What you have to do » The records below are to be copied word for word, with every picture left out.

Input data »
——

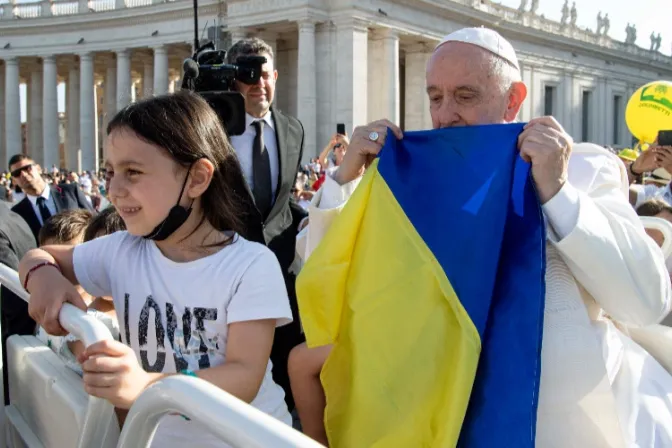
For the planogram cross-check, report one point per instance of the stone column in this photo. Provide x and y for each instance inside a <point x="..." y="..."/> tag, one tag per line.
<point x="237" y="34"/>
<point x="148" y="79"/>
<point x="35" y="138"/>
<point x="568" y="90"/>
<point x="416" y="99"/>
<point x="3" y="147"/>
<point x="160" y="70"/>
<point x="110" y="92"/>
<point x="12" y="107"/>
<point x="271" y="39"/>
<point x="351" y="81"/>
<point x="123" y="79"/>
<point x="306" y="92"/>
<point x="50" y="114"/>
<point x="87" y="125"/>
<point x="383" y="71"/>
<point x="72" y="158"/>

——

Answer space »
For the planogram cross-check, report one point per instance of the stone column in this photo. Provide x and y for each instance inside a <point x="..." y="..."/> tag, one tag per line.
<point x="237" y="34"/>
<point x="148" y="79"/>
<point x="35" y="138"/>
<point x="568" y="90"/>
<point x="416" y="99"/>
<point x="3" y="147"/>
<point x="160" y="70"/>
<point x="110" y="92"/>
<point x="12" y="107"/>
<point x="271" y="39"/>
<point x="351" y="81"/>
<point x="123" y="79"/>
<point x="306" y="92"/>
<point x="50" y="114"/>
<point x="87" y="125"/>
<point x="383" y="71"/>
<point x="72" y="158"/>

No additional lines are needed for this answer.